■ Direction ■
Please duplicate the lines from the line with "segment wave" to the line with "M599 150L597 0L0 2L0 165Z", both included, reproducing each one precisely.

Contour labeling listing
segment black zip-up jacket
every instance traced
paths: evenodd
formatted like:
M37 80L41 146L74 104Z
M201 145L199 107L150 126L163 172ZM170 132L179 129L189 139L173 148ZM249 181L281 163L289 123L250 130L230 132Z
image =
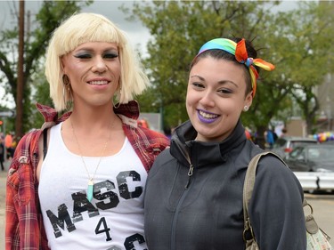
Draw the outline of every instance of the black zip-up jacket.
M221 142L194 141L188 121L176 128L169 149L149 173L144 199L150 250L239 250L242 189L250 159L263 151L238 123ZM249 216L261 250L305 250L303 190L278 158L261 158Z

==

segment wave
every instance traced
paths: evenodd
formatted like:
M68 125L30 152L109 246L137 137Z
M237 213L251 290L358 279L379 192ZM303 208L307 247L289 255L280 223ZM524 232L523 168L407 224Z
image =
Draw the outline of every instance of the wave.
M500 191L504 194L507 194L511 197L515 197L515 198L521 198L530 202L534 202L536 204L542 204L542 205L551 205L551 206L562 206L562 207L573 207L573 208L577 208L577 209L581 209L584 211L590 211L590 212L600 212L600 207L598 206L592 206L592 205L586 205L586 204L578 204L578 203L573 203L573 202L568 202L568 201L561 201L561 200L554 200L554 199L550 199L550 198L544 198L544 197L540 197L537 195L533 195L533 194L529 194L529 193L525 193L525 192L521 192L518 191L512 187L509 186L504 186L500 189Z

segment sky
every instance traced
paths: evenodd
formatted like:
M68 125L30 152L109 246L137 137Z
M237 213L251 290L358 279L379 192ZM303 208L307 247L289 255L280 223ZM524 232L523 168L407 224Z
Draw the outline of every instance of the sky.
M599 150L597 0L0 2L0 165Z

* * *

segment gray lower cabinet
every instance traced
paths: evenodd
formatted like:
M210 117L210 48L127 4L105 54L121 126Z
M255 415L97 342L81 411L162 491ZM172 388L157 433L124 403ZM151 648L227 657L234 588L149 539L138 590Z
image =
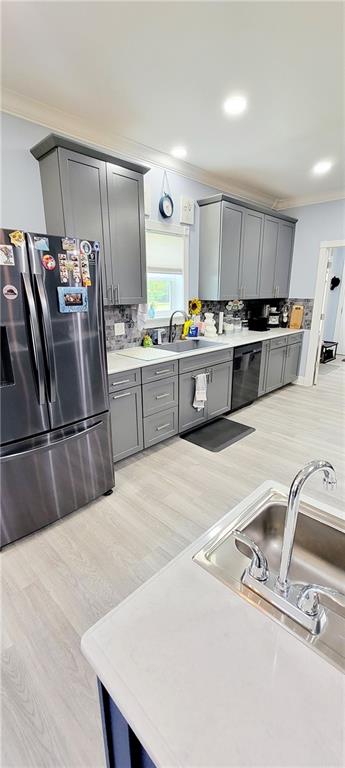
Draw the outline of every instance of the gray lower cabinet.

■ Result below ■
segment wave
every instance traced
paths: evenodd
formatted like:
M68 125L30 152L109 246L137 137Z
M237 213L251 290L358 279L379 192ZM303 208L307 247L289 255L280 223ZM524 232L523 168L407 224Z
image =
Draw the outline of every instance of the wave.
M500 191L504 194L507 194L511 197L515 197L515 198L521 198L530 202L534 202L536 204L542 204L542 205L551 205L551 206L562 206L562 207L573 207L573 208L577 208L577 209L581 209L584 211L590 211L590 212L600 212L600 207L598 206L592 206L592 205L586 205L586 204L578 204L578 203L573 203L573 202L568 202L568 201L561 201L561 200L554 200L554 199L550 199L550 198L544 198L544 197L540 197L537 195L533 195L533 194L529 194L529 193L525 193L525 192L521 192L518 191L512 187L509 186L504 186L500 189Z

segment sky
every instance traced
paths: evenodd
formatted like:
M68 125L30 152L109 246L137 137Z
M237 213L251 290L358 279L379 192ZM303 208L307 247L289 255L280 223ZM524 232L523 168L407 224Z
Draw the outline of every instance of the sky.
M599 150L597 0L0 2L0 165Z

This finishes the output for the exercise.